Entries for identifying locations

•••••

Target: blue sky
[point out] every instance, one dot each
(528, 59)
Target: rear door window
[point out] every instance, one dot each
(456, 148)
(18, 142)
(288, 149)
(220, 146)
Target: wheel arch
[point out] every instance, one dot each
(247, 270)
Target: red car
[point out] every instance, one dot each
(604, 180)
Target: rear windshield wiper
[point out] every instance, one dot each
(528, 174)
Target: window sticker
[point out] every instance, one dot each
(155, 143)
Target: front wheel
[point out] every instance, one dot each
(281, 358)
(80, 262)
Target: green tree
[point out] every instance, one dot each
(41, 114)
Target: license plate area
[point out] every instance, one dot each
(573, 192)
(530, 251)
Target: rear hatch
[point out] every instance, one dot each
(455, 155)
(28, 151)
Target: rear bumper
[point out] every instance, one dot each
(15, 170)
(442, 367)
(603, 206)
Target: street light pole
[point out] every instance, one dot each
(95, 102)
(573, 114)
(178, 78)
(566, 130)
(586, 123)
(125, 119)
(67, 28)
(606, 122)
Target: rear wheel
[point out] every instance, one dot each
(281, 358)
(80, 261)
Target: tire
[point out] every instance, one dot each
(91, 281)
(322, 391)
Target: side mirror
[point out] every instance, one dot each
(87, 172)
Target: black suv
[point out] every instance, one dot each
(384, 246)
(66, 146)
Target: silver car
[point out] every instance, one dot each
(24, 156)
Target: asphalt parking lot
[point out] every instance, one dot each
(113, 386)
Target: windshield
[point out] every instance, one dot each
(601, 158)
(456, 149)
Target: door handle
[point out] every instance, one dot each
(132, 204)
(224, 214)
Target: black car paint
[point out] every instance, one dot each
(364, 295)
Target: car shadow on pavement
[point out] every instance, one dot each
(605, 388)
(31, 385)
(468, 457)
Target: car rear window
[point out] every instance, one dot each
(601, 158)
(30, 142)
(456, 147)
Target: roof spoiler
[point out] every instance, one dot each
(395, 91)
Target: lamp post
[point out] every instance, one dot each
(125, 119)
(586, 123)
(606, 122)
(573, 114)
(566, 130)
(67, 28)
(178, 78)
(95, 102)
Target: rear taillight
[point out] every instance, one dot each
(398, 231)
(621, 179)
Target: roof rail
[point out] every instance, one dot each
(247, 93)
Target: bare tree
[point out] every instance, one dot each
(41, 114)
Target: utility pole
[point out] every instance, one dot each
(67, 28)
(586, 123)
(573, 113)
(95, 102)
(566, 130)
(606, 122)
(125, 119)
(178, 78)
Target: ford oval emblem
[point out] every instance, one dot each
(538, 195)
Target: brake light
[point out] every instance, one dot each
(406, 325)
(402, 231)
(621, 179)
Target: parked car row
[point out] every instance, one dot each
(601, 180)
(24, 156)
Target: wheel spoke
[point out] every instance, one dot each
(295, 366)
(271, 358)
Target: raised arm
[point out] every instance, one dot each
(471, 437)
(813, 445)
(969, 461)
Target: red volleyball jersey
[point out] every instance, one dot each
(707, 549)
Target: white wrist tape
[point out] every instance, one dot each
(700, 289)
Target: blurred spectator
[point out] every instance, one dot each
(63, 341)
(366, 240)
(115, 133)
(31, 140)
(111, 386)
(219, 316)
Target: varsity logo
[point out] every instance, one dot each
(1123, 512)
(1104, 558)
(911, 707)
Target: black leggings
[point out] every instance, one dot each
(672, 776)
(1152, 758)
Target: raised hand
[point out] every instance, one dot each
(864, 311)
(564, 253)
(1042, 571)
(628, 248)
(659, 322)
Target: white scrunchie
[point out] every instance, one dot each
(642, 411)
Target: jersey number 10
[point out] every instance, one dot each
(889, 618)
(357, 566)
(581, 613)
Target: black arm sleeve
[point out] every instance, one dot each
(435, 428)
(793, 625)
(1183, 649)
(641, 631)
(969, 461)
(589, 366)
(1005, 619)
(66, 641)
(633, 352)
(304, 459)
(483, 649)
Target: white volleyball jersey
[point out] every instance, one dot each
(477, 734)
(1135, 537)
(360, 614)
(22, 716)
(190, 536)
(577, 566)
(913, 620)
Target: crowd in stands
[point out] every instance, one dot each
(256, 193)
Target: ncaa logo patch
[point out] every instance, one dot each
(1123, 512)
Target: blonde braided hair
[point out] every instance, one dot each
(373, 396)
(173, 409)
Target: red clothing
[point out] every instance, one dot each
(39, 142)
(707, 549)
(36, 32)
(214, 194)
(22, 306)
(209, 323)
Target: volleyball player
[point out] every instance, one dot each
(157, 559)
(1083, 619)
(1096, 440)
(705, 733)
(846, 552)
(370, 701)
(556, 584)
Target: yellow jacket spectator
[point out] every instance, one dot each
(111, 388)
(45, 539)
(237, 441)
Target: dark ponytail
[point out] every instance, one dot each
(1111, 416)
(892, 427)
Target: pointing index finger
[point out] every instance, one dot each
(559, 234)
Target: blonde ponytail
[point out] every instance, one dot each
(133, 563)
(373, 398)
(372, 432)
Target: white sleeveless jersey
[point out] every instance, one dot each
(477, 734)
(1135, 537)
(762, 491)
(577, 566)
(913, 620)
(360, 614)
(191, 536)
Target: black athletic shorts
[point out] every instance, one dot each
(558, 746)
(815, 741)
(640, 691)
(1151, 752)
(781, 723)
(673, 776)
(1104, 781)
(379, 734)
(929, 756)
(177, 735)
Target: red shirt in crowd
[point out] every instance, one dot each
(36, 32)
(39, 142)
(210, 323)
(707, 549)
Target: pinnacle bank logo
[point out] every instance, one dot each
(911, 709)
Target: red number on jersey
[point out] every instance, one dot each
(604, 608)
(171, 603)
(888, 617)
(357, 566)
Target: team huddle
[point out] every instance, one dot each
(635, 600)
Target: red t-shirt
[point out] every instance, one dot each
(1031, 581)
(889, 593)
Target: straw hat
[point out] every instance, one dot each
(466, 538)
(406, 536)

•••••

Given instruction:
Rewrite everything from the line containing "Target: red shirt in crowd" down to the end of the entries, changing "straw hat" to "sun hat" and keeping all else the same.

Task solution:
Target: red shirt in crowd
[point out] every instance, one dot each
(36, 32)
(39, 142)
(210, 323)
(707, 549)
Target: pinnacle bank logo
[point out] every instance, one dot each
(911, 709)
Target: red number on jersey
[point out] every instance, one dot each
(604, 608)
(171, 603)
(888, 617)
(357, 566)
Target: team huddle
[point out] every instance, one dot each
(635, 600)
Target: red t-shirt
[point out] every instance, one dot each
(1031, 581)
(889, 593)
Target: sun hat
[point out] every instance, one dot each
(466, 538)
(406, 536)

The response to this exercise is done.